WHAT IS NEEDED: Rewrite the data from the line containing "Q: Outline the wooden dock" through the end of the data, swapping "dirt track" for "gravel road" and leaving everything else unchanged.

EXERCISE INPUTS:
◆ ◆ ◆ ◆

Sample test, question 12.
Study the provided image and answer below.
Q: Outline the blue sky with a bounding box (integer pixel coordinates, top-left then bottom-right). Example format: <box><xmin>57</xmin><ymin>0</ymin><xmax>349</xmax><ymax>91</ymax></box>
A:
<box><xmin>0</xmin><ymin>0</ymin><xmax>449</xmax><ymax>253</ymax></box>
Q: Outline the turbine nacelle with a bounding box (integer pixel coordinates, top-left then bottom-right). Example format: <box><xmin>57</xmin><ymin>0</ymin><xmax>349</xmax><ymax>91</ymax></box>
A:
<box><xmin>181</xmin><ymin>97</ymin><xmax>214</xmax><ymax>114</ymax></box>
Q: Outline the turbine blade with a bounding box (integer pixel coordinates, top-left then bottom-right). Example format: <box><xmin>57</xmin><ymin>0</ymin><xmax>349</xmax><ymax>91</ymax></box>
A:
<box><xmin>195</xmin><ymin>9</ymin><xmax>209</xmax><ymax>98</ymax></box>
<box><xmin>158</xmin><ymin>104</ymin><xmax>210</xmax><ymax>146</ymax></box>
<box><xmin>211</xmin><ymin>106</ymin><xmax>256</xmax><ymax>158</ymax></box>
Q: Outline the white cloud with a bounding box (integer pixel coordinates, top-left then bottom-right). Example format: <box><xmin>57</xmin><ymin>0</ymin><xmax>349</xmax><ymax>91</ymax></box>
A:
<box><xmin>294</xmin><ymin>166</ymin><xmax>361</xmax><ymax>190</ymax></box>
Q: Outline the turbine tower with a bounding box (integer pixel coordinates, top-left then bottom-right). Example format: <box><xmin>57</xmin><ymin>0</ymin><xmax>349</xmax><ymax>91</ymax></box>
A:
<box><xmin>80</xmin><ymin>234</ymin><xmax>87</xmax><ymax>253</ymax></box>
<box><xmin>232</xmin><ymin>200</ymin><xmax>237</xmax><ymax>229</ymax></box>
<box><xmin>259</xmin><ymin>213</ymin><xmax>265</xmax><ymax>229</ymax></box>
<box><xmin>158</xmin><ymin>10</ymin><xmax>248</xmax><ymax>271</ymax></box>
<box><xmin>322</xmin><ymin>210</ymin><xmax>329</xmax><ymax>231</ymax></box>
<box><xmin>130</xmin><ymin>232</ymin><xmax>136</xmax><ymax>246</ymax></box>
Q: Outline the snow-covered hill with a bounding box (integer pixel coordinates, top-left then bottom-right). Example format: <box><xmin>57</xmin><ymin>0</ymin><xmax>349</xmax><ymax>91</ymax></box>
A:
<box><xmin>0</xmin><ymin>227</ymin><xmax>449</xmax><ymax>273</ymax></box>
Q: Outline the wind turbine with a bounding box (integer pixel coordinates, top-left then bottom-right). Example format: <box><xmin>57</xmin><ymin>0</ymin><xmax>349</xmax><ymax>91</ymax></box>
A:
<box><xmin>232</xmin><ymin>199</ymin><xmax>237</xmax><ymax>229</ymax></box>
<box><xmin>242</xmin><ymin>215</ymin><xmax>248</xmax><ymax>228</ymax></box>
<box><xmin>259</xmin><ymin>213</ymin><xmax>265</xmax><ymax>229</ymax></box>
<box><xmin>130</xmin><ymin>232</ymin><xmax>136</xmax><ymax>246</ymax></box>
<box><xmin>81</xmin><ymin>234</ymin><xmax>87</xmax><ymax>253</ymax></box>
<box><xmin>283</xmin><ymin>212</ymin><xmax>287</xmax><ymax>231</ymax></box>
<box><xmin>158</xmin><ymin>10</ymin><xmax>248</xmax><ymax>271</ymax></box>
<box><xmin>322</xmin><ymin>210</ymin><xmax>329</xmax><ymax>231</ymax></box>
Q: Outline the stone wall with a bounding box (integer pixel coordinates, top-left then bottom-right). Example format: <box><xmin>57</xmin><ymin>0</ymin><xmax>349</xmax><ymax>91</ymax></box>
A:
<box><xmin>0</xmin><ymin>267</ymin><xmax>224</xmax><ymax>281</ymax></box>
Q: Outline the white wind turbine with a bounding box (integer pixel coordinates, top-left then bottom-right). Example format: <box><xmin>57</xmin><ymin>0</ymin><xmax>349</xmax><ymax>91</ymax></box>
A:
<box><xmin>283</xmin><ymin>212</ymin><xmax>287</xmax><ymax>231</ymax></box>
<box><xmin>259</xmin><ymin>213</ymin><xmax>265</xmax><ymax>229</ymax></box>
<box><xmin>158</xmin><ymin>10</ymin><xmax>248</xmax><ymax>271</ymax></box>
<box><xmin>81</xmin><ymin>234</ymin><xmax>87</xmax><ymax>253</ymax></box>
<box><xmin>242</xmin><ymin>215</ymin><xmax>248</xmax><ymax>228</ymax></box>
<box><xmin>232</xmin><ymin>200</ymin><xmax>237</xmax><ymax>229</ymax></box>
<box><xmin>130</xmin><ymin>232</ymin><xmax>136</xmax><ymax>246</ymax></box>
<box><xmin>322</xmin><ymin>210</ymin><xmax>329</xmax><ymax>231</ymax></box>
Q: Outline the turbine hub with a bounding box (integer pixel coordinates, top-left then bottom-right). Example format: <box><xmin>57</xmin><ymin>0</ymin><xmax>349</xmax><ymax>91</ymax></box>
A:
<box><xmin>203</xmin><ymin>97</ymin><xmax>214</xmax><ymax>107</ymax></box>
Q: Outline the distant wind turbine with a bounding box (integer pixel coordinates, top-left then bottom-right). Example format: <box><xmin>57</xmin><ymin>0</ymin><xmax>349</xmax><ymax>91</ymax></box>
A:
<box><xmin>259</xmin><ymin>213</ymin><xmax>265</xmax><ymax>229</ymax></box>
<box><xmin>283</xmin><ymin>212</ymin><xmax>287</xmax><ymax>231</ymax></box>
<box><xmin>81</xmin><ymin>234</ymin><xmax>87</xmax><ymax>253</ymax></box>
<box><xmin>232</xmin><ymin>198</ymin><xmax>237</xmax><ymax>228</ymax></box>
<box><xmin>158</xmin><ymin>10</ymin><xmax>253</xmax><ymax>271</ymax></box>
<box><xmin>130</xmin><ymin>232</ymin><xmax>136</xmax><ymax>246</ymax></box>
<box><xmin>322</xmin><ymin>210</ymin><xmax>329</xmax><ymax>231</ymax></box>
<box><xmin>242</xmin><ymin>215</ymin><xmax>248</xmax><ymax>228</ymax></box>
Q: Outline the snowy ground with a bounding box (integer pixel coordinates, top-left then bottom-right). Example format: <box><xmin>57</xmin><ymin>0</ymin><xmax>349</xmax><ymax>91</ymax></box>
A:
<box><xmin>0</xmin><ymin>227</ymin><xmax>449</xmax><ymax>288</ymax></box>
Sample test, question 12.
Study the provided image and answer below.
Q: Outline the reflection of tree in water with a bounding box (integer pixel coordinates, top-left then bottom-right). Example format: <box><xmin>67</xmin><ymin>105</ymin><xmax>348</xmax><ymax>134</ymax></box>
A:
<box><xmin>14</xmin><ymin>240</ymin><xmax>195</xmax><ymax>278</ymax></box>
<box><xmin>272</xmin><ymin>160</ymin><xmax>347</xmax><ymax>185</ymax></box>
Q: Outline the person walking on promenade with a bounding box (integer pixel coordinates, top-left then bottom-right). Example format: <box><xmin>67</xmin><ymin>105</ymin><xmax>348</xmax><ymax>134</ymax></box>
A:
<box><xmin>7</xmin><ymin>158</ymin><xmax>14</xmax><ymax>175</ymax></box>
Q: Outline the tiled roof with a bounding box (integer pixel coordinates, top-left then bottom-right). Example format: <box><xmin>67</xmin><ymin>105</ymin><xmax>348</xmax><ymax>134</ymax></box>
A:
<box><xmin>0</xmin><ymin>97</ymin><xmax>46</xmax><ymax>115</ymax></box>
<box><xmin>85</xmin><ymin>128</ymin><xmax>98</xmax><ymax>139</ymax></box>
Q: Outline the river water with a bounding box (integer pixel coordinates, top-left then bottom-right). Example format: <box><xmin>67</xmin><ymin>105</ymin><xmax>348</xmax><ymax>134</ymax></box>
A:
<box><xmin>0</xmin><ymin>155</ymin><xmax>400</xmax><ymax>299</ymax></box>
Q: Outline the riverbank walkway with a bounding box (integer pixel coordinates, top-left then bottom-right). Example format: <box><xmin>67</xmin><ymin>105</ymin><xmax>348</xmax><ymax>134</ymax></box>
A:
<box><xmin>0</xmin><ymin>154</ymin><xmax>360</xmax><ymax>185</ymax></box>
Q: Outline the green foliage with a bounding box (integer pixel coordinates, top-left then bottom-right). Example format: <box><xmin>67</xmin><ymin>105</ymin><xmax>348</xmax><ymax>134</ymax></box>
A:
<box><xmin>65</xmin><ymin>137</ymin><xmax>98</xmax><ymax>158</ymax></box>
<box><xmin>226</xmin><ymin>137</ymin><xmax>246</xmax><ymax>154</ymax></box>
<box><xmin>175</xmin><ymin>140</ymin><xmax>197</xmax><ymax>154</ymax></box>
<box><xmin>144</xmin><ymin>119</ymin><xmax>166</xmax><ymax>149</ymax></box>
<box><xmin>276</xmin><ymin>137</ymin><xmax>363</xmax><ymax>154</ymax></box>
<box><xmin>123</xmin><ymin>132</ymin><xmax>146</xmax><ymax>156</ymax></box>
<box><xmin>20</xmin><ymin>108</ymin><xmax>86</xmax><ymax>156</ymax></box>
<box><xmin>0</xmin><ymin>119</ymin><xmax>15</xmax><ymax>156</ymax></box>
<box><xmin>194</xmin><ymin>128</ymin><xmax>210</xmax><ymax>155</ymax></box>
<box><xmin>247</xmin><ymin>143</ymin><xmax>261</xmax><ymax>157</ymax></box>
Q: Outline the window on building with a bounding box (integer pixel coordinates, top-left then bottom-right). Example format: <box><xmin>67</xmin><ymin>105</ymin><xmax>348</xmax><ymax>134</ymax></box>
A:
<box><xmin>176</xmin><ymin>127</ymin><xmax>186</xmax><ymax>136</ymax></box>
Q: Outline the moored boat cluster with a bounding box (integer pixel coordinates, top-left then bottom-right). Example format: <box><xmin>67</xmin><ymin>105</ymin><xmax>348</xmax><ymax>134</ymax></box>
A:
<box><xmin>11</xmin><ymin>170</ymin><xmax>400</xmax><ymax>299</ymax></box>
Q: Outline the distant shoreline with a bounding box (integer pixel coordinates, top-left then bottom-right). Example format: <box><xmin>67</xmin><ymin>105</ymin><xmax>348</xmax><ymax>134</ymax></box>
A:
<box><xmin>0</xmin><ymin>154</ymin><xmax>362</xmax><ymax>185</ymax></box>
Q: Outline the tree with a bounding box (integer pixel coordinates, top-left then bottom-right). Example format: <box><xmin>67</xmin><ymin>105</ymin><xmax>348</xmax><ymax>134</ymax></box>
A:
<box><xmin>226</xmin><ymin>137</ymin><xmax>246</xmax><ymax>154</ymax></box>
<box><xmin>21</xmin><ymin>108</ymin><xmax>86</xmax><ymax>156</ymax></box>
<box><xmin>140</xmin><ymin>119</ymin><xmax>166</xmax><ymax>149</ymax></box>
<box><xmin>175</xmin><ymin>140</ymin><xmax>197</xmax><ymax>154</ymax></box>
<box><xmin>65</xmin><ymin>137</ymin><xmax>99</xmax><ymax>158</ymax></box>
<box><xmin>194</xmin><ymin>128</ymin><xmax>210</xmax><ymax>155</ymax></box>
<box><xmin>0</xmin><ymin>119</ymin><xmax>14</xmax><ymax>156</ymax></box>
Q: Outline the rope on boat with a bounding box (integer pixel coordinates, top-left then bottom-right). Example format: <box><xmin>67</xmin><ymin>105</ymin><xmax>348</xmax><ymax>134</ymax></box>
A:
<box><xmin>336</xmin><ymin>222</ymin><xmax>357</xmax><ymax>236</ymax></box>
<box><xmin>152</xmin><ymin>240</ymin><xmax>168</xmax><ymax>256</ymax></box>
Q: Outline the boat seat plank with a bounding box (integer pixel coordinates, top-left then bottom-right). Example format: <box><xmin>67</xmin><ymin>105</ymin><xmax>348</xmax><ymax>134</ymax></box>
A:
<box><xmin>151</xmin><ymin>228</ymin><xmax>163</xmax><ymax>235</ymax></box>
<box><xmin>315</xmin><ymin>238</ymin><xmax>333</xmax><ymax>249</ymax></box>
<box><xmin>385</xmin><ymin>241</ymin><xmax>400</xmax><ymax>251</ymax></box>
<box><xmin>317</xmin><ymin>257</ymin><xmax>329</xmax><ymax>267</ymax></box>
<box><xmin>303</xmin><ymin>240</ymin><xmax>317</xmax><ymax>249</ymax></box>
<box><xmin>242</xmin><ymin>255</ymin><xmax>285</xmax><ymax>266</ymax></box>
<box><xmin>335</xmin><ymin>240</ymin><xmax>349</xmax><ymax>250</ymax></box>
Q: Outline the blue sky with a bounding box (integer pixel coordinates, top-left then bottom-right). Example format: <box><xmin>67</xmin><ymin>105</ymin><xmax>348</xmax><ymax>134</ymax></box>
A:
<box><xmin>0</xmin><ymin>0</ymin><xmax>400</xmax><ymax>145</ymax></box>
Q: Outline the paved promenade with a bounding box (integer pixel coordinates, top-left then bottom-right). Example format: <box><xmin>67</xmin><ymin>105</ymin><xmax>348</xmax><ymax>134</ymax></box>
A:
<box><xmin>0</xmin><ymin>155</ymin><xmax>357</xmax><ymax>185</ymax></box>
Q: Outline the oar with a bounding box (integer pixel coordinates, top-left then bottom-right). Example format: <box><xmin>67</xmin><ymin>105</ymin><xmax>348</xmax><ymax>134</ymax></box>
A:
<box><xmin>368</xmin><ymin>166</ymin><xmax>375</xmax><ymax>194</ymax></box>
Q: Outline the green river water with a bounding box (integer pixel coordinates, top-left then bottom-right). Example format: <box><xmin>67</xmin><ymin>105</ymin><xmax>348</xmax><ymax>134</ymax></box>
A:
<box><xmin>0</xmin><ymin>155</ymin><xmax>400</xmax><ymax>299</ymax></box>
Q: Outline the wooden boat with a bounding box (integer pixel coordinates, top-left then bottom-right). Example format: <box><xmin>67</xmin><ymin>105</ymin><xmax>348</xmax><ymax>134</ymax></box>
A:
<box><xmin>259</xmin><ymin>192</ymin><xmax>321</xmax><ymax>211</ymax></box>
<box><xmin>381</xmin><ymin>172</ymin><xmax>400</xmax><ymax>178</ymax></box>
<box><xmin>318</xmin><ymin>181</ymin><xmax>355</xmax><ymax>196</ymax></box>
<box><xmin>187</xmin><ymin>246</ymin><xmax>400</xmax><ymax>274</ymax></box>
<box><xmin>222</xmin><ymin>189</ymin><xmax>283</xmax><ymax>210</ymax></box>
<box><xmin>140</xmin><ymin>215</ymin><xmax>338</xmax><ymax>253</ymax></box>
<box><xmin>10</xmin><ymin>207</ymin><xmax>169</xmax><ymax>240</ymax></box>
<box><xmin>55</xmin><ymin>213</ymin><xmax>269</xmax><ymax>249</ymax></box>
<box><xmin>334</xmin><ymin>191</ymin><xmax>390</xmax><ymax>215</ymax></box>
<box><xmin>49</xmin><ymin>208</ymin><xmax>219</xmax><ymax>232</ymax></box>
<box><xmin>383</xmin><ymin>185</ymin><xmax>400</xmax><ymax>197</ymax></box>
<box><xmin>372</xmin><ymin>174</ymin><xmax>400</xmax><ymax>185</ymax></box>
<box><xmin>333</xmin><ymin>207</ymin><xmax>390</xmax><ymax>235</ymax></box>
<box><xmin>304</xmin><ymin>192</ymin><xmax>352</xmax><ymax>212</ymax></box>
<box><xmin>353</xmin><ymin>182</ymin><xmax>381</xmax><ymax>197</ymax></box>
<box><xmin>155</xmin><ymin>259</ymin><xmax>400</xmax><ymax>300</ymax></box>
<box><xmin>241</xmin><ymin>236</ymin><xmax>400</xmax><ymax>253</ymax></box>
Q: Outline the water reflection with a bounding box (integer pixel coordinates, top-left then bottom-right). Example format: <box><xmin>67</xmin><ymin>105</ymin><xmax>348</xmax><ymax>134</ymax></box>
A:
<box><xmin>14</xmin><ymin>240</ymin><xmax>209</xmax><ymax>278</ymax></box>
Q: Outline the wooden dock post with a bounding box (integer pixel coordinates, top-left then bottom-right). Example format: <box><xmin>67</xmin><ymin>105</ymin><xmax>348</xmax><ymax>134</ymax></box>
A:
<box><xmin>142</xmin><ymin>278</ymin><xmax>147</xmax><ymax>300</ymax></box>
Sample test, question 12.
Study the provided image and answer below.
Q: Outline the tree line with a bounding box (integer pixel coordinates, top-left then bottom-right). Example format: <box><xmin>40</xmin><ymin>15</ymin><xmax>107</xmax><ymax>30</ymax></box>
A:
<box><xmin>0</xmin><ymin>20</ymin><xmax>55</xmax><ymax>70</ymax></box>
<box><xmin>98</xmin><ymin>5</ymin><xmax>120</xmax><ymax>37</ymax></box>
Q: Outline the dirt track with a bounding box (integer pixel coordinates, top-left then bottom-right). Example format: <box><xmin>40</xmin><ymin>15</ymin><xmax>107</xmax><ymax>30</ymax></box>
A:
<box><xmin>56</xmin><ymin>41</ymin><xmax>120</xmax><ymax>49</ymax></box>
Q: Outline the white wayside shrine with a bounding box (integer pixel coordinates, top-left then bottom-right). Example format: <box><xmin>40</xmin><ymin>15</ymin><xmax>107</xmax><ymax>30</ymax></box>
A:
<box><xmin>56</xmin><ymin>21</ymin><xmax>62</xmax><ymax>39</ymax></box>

◆ ◆ ◆ ◆

TASK RESULT:
Q: Outline the wooden dock post with a bounding box (integer pixel coordinates, top-left then bottom-right). Example format: <box><xmin>67</xmin><ymin>105</ymin><xmax>348</xmax><ymax>134</ymax></box>
A:
<box><xmin>142</xmin><ymin>278</ymin><xmax>147</xmax><ymax>300</ymax></box>
Sample test, question 12.
Study the provided image and answer below.
Q: Outline the tree line with a bounding box (integer pixel coordinates, top-left then bottom-right). Example format: <box><xmin>40</xmin><ymin>15</ymin><xmax>107</xmax><ymax>30</ymax></box>
A:
<box><xmin>0</xmin><ymin>20</ymin><xmax>55</xmax><ymax>70</ymax></box>
<box><xmin>98</xmin><ymin>5</ymin><xmax>120</xmax><ymax>37</ymax></box>
Q: Outline the gravel road with a bounding box (integer pixel coordinates, top-left then bottom-right). Example format: <box><xmin>40</xmin><ymin>15</ymin><xmax>107</xmax><ymax>30</ymax></box>
A:
<box><xmin>56</xmin><ymin>41</ymin><xmax>120</xmax><ymax>49</ymax></box>
Q: Outline the white wayside shrine with a bounding box (integer pixel coordinates, top-left then bottom-right). Example format: <box><xmin>40</xmin><ymin>15</ymin><xmax>107</xmax><ymax>30</ymax></box>
A:
<box><xmin>56</xmin><ymin>21</ymin><xmax>62</xmax><ymax>39</ymax></box>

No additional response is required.